> **WHAT IS EXPECTED**: Pull out every line of the records below that contains the word "noun", and copy each one unchanged.

---

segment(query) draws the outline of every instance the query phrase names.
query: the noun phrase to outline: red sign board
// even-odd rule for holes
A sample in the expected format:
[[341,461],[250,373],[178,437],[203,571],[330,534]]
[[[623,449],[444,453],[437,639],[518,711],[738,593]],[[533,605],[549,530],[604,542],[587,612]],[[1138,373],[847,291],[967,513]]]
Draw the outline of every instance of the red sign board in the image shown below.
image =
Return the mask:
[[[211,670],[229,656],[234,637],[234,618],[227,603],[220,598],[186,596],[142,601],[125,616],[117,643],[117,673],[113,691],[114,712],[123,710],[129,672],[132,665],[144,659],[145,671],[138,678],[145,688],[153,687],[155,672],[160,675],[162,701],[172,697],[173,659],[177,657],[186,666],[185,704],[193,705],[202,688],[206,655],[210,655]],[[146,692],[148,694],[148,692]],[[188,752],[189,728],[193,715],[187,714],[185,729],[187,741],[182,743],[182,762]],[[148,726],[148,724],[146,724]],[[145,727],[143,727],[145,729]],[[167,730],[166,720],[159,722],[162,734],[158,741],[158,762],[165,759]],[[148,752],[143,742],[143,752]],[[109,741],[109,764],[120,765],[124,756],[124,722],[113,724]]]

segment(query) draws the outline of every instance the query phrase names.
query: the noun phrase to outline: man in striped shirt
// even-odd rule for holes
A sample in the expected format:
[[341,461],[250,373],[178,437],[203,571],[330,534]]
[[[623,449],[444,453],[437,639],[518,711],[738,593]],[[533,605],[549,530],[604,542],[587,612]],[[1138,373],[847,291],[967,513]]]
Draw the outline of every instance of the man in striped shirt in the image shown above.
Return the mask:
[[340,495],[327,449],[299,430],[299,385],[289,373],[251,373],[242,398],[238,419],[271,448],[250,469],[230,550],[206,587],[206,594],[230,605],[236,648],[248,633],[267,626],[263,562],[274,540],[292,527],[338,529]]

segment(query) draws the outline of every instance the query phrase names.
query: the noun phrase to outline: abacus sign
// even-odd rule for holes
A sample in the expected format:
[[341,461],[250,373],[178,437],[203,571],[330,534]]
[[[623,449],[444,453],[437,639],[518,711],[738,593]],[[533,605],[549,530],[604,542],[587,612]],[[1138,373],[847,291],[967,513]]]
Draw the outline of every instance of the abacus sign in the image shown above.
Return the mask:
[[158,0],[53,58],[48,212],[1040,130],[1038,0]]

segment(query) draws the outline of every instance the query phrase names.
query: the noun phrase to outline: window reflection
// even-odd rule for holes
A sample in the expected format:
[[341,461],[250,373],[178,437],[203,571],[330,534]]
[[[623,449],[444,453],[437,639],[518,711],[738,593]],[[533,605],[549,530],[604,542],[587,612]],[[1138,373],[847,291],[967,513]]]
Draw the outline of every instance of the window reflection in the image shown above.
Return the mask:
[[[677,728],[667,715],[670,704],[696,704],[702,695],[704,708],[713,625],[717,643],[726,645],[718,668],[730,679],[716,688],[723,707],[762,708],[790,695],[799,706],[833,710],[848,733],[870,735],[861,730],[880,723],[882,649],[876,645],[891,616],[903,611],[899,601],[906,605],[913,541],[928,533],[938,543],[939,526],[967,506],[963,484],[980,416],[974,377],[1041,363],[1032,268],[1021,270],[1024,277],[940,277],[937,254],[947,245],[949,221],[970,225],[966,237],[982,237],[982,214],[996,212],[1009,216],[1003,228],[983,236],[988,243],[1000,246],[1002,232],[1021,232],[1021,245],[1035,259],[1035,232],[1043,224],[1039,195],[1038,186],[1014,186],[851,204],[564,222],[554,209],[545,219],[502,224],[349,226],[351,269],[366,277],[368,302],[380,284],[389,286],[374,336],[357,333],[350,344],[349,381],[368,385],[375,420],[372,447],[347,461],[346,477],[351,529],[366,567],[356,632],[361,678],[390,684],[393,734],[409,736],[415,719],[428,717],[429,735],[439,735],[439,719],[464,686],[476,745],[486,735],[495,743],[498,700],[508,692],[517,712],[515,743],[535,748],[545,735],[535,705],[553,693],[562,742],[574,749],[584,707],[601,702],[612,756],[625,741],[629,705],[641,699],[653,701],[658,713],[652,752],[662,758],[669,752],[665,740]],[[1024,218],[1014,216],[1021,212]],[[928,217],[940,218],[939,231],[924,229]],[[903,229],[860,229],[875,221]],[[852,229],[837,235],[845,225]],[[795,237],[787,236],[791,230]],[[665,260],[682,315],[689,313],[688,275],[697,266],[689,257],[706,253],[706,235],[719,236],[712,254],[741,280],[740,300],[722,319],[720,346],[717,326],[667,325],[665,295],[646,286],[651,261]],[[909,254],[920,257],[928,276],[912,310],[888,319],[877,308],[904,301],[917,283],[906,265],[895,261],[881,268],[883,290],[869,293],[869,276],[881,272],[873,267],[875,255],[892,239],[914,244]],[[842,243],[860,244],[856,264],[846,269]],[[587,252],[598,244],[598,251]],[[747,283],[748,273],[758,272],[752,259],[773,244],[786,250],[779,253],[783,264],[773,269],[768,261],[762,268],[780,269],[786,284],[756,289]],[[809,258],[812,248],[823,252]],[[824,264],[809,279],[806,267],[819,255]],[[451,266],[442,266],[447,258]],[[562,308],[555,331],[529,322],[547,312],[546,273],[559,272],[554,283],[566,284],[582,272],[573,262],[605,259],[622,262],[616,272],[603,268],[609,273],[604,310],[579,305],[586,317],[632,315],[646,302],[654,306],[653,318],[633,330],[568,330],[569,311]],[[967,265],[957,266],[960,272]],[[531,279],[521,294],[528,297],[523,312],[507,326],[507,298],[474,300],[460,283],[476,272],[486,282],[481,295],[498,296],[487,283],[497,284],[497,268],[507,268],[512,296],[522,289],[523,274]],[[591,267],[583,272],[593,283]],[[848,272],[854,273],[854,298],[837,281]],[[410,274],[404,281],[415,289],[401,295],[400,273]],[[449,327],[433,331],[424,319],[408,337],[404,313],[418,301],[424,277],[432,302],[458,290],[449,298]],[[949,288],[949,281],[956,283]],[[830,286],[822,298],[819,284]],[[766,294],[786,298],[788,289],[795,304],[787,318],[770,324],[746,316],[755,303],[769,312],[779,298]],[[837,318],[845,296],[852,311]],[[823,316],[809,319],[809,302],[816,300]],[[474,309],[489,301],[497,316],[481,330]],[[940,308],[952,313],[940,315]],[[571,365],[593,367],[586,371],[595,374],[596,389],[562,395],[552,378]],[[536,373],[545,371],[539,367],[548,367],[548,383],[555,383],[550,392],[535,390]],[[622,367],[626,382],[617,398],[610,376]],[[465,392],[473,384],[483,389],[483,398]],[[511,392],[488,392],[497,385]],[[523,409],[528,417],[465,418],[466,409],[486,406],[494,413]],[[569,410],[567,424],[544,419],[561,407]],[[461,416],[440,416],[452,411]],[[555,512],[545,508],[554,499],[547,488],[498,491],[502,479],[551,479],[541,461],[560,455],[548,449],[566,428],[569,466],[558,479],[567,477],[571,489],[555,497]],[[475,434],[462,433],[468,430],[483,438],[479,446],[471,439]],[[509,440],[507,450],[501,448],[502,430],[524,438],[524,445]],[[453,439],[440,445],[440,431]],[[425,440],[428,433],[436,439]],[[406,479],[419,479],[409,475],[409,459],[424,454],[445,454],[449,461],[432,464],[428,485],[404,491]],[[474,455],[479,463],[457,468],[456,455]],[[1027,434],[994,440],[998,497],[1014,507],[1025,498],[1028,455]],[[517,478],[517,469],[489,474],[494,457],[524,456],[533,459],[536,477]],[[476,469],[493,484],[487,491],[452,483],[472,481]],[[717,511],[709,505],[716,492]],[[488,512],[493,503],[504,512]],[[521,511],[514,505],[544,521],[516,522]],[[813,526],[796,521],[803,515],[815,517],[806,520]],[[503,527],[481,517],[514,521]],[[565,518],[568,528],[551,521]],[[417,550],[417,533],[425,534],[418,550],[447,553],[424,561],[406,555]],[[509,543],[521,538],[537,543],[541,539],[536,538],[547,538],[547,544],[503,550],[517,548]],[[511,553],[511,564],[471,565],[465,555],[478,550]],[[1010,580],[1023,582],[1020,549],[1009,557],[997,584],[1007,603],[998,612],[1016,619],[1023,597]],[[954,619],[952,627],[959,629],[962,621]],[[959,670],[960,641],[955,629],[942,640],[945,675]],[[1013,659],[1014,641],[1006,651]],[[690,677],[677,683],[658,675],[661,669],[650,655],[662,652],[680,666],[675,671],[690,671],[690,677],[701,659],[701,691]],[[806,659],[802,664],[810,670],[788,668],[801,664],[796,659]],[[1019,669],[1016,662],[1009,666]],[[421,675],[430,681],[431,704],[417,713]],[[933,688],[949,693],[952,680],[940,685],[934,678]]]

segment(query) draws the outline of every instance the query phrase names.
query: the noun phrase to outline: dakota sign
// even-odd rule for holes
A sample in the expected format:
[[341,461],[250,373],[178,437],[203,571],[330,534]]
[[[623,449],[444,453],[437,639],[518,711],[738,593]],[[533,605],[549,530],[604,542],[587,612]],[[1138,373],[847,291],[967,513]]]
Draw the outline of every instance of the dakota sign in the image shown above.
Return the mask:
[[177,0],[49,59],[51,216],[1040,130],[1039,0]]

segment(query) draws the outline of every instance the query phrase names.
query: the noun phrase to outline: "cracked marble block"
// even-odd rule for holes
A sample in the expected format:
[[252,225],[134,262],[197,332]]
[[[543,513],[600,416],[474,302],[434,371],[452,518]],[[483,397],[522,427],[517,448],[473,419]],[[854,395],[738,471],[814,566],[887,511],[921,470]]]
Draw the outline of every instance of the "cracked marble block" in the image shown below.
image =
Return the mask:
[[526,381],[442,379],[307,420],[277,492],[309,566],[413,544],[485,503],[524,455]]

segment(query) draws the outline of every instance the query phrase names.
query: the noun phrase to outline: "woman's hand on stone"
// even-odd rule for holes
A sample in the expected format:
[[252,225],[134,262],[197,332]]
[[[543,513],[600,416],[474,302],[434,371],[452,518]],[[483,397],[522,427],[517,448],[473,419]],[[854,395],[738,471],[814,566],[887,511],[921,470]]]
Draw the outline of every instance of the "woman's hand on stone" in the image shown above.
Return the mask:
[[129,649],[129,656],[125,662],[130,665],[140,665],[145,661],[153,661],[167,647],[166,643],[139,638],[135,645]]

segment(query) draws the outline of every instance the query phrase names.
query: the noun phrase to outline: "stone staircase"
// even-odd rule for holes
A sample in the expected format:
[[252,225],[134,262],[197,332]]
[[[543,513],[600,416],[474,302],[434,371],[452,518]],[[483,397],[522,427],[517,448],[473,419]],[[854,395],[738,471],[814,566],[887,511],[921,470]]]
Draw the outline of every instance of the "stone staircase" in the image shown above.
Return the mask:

---

> **PROBLEM SOLUTION**:
query: the noun phrase to outline: red sign board
query: the noun phrase to outline: man in striped shirt
query: the noun phrase to outline: abacus sign
query: the noun phrase to outline: window reflection
query: the noun phrase to outline: dakota sign
query: the noun phrase to outline: "cracked marble block"
query: the noun phrase to outline: "woman's hand on stone"
query: the noun phrase to outline: "stone staircase"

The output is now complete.